>> Start Extract to read
Input: corpus of articles + list of companies to search for
Output: companies that can be found in the corpus of articles

flowchart LR
        A(Article Corpus) -->|index| CC(Company Classifier)
        C(Companies) -->|search| CC(Company Classifier)
        CC(Company Classifier) -->|output| MC(Found Companies)
    
        IS(Indexing Strategy) --> CC(Company Classifier)
        LSS(Linear Scan Strategy) --> IS(Indexing Strategy)
        LS(Lucene Strategy) --> IS(Indexing Strategy)
        TS(Trie Strategy) --> IS(Indexing Strategy)
        PS(Patricia Strategy) --> IS(Indexing Strategy)

Solution

Technologies

Spring
Gradle
Lucene

Package Structure

articles: logic for reading the corpus of articles
classifiers:
- Logic for finding companies in the corpus of text
- Has several indexing strategies: Linear Scan, Lucene, Patricia, Trie
companies: logic for reading companies
configuration: bean creation
lucene: abstraction for an In Memory Lucene Index
printer: logic for printing the results
transformers: logic for applying different types of transformers on the corpus of articles before indexing it

Conceptual Approach

The central piece of the solution revolves around searching for companies in the corpus of articles in an efficient manner:

The naive approach does a linear scan
More complex and advanced approaches build an index from the corpus of articles and perform the search on this index to improve performance (both time and space-wise)
>> End Extract to read
- _Requirement A_:
Please turn the lines of the records into a numbered list, beginning at the line that contains "Where is the woman" and stopping at the end of the records, with blank lines left out.
- _Requirement B_:
Go on with the write-up about searching a corpus of articles for companies, starting after its last sentence.
These records are unrelated to the write-up above.
>> Start Records supplied
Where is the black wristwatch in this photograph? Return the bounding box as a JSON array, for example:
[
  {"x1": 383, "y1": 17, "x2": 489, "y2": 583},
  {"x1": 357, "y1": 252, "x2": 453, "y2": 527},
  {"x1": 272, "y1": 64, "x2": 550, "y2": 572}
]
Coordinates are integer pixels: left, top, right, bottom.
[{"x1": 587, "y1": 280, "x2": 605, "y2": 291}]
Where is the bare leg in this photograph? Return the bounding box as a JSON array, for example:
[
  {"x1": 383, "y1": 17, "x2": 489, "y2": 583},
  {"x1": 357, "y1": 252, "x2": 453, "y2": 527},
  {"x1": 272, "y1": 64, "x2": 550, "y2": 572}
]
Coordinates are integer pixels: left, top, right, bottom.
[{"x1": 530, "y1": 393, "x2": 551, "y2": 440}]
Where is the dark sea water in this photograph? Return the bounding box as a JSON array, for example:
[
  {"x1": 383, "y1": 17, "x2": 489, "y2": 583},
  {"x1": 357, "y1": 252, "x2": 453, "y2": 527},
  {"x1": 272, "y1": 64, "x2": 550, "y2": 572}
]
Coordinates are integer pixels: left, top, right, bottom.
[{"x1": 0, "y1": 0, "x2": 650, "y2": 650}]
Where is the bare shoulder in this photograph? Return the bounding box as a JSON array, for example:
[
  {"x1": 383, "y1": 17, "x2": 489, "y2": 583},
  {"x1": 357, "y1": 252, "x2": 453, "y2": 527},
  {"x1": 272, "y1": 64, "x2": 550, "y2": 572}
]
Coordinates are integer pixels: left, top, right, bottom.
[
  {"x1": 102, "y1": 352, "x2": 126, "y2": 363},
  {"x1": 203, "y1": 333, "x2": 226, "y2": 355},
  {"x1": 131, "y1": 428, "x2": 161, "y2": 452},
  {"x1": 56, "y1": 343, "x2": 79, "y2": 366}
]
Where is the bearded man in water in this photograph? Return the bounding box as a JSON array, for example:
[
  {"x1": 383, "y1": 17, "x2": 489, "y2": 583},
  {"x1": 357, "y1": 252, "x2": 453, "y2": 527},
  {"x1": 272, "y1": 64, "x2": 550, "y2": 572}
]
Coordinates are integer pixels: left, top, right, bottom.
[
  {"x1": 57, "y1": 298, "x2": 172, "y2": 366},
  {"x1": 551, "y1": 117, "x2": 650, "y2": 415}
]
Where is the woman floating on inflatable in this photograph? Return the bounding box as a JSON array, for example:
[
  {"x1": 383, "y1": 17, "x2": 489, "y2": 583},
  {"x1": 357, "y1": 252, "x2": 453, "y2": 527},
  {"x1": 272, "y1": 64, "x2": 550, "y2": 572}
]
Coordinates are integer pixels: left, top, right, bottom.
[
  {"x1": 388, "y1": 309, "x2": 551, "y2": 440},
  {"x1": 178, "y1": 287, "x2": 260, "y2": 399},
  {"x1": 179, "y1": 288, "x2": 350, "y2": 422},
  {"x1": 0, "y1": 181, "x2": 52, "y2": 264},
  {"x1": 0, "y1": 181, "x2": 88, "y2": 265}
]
>> End Records supplied
- _Right answer A_:
1. Where is the woman floating on inflatable in this photograph? Return the bounding box as a JSON array, for example:
2. [
3.   {"x1": 383, "y1": 17, "x2": 489, "y2": 583},
4.   {"x1": 357, "y1": 252, "x2": 453, "y2": 527},
5.   {"x1": 272, "y1": 64, "x2": 550, "y2": 572}
6. ]
7. Coordinates are integer pixels: left, top, right, bottom.
8. [
9.   {"x1": 388, "y1": 309, "x2": 551, "y2": 440},
10.   {"x1": 178, "y1": 287, "x2": 260, "y2": 399},
11.   {"x1": 179, "y1": 288, "x2": 350, "y2": 422},
12.   {"x1": 0, "y1": 181, "x2": 52, "y2": 264},
13.   {"x1": 0, "y1": 181, "x2": 88, "y2": 265}
14. ]

- _Right answer B_:
- Trie
- Patricia (reduces the storage requirements by compressing common paths)
- Lucene (uses an In Memory Lucene Index)

Current implementations:

Linear Scan Strategy
Lucene Strategy

Future directions:

Trie Strategy
Patricia Strategy

Linear Scan

Does a linear scan over the entire corpus of articles and tries to find a match for each company.

Trie

These method needs careful analysis of the input companies to determine the max length of the words that should be stored in the data structures. There are two approaches:

Number of characters: determine the maximum length of a company name and cap the length of sequence of terms to that.
- Example: maxLength(Shockley Semiconductor Laboratory) = 34
Number of terms: determine the maximum length of terms an company name consists of and cap the length of the sequence of terms to that.
- Example: maxTerms(Shockley Semiconductor Laboratory) = 3

Patricia

The same as for the Trie Strategy applies. Space usage is more efficient int this case.

Lucene

Lucene does most of the work out of the box for us: creating an efficient indexing structure, splitting, lowercase conversion, punctuation removal, etc.

Testing

Parameterized tests for each test cases and for each strategy

Prerequisites

Java 11 is available on your system (tested with Java 11 and Java 18)
Make sure that the CSV file for the input companies to search for has the following header names (please rename the CSV file header names if required):
- Company ID
- Company Name

Running the application

Params

The corpus of articles: initialize articles.path with the path to the article corpus directory. Escape the path if required.
The companies to search for: initialize companies.path with the path to the companies file. Escape the path if required.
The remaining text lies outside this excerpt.